Thread 6 "icinga2" received signal ?, Unknown signal.
[Switching to LWP 680]
0x00007fbd520baf33 in __clone () from /lib/ld-musl-x86_64.so.1
(gdb)

thats it.
no open port, but running gdb process

/etc/icinga2 # ps ax
PID   USER     TIME   COMMAND
    1 root       0:00 {run.sh} /bin/bash /init/run.sh
  541 root       0:00 tail -f /dev/null
  595 root       0:00 sh
  670 root       0:00 gdb --args /usr/lib/icinga2/sbin/icinga2 daemon -x debug --no-stack-rlimit
  672 root       0:00 /usr/lib/icinga2/sbin/icinga2 daemon -x debug --no-stack-rlimit
  736 root       0:00 sh
  889 root       0:00 ps ax

/etc/icinga2 # netstat -tulnp
Active Internet connections (only servers)
Proto Recv-Q Send-Q Local Address           Foreign Address         State       PID/Program name    
tcp        0      0 127.0.0.11:43163        0.0.0.0:*               LISTEN      -
udp        0      0 127.0.0.11:47431        0.0.0.0:*                           -
/etc/icinga2 #

With your enhancements (e.g. Boost Pretty Printers) are the same.
(And i have here no access to an svn service … firewall rules)

and here I fail grandiosely. :frowning:

I suspect that there is a problem with the musl library, but that’s not really tangible right now.
I’ll check with the Alpine package manager.


(Michael Friedrich) #4

That’s the nature of a debugger - it stops on a specific signal or breakpoint. At this point, you need to analyse the scope and generate a backtrace.

https://www.icinga.com/docs/icinga2/latest/doc/21-development/#gdb-backtrace


(Bodo Schulz) #5

thank you michael!

i have the complete output pasted in this gist: https://gist.github.com/bodsch/16d6c96b8dfa6aa48c59eb9599edacef

and i don’t understand the output :frowning:
I suspect, the musl lib has no debugging informations.


(Michael Friedrich) #6

No idea either. ld-musl seems to be the Alpine version of (g)libc, http://www.musl-libc.org/faq.html

Retry with installing the debug package for musl, might provide more insights.

https://pkgs.alpinelinux.org/package/edge/main/x86/musl-dbg


(Bodo Schulz) #7

I think, i have update.

----------

| SHORT PROBLEM 1 |
Answer these about the icinga2 debugging thread:
(a) What PID does the gdb process have in the ps ax output?
(b) What package does Michael Friedrich suggest installing?
(c) What does Bodo Schulz suspect the musl lib lacks?
The records that follow have no connection to the text above.

| INPUT DATA |
----------

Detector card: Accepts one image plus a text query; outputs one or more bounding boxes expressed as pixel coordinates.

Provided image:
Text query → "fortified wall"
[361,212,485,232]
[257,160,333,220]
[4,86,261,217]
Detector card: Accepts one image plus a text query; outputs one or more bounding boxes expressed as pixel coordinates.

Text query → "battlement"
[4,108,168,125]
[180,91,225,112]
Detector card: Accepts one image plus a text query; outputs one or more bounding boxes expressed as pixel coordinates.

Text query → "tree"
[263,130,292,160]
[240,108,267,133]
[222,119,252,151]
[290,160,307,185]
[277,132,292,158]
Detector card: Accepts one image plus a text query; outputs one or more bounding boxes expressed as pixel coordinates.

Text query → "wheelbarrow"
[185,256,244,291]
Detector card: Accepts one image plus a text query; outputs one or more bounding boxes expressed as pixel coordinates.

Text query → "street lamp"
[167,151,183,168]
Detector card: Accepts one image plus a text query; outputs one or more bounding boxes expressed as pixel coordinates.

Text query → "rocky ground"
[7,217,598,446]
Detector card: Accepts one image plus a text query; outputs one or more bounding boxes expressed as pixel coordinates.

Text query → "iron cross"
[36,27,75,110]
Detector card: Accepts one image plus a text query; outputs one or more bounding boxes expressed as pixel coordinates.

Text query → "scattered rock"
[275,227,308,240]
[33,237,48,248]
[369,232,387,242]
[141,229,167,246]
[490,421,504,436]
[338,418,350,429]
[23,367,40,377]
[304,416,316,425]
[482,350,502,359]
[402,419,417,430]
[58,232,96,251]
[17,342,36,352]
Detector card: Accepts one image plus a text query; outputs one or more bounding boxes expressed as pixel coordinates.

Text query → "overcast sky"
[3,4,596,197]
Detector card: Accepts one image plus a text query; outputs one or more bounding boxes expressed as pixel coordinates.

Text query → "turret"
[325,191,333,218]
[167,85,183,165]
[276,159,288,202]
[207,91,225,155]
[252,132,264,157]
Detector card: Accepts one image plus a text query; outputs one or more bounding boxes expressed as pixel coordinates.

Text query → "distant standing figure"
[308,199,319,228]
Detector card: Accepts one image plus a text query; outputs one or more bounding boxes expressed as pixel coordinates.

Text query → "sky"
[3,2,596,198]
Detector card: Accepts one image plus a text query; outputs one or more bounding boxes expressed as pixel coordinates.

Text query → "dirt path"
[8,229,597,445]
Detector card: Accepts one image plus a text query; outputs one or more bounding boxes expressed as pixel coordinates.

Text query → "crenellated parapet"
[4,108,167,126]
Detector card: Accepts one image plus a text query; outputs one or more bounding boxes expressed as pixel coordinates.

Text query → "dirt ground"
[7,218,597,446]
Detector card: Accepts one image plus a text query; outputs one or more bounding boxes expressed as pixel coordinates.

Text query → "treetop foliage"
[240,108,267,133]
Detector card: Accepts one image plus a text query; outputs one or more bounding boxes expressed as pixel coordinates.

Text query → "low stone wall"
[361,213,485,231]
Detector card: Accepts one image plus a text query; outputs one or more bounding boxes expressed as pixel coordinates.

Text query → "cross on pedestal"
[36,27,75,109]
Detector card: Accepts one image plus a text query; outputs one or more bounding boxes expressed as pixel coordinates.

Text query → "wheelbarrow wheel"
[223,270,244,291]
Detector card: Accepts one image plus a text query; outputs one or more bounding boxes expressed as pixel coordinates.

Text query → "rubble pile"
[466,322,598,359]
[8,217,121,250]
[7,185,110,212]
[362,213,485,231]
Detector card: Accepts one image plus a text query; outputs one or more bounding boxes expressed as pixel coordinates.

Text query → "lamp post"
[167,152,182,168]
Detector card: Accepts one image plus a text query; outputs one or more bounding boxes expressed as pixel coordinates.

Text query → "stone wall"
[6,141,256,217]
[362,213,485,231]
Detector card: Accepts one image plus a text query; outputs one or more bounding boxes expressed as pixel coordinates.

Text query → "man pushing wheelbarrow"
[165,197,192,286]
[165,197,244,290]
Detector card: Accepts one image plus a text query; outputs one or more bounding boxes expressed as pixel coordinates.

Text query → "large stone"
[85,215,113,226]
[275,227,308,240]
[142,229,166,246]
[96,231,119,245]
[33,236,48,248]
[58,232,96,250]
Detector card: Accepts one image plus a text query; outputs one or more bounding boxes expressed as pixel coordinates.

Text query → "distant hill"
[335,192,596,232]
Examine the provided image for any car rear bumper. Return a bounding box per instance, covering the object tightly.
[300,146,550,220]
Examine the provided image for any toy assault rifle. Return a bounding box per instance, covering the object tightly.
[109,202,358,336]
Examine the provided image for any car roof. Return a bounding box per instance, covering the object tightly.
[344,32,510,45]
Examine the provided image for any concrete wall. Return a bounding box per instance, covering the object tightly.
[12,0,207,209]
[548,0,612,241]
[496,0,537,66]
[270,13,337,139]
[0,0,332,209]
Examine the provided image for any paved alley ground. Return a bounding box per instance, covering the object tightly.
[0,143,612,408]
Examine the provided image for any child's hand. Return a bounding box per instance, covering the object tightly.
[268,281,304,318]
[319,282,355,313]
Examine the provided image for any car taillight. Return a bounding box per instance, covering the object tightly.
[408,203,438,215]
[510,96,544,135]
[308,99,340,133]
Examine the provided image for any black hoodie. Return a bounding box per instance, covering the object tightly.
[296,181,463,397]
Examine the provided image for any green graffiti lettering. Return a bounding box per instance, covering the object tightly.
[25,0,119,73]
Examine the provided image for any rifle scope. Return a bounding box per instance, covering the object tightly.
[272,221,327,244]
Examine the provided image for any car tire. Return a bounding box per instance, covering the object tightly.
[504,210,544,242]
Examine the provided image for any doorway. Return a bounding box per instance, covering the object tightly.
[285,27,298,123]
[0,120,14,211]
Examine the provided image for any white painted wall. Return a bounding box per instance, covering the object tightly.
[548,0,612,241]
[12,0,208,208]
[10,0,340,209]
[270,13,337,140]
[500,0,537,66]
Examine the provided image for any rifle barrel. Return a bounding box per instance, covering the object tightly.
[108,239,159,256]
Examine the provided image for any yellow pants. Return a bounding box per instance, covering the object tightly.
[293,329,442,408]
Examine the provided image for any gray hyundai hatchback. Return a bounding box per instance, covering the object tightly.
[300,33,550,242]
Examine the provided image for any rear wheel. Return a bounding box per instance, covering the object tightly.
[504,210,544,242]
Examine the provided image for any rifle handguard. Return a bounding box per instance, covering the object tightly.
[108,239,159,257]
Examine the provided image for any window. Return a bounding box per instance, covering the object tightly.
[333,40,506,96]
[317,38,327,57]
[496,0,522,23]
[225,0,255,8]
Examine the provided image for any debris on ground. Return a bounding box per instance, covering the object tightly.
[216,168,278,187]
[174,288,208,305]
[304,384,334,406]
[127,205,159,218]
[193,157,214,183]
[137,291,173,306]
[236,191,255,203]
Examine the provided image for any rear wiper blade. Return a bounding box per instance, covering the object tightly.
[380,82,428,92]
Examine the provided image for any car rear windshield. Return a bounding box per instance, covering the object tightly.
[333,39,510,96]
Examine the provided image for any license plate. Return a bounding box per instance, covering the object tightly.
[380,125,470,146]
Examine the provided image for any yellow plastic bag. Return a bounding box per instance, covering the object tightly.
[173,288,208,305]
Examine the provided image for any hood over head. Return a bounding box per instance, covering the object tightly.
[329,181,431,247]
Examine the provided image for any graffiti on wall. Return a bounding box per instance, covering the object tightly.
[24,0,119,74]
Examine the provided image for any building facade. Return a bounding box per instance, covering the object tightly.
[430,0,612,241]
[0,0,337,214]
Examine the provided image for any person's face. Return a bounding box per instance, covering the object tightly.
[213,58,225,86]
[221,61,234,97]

----------

| SHORT PROBLEM 2 |
Please rewrite the records from their first line down to the line that contains "[180,91,225,112]", including that line. Switch "pixel coordinates" to "image coordinates", keep everything else unchanged, and give only those lines.

| RESULT 1 |
(a) 670
(b) The debug package for musl (musl-dbg)
(c) Debugging information

| RESULT 2 |
Detector card: Accepts one image plus a text query; outputs one or more bounding boxes expressed as image coordinates.

Provided image:
Text query → "fortified wall"
[361,212,485,232]
[257,160,333,220]
[4,86,261,217]
Detector card: Accepts one image plus a text query; outputs one or more bounding boxes expressed as image coordinates.

Text query → "battlement"
[4,108,168,125]
[180,91,225,112]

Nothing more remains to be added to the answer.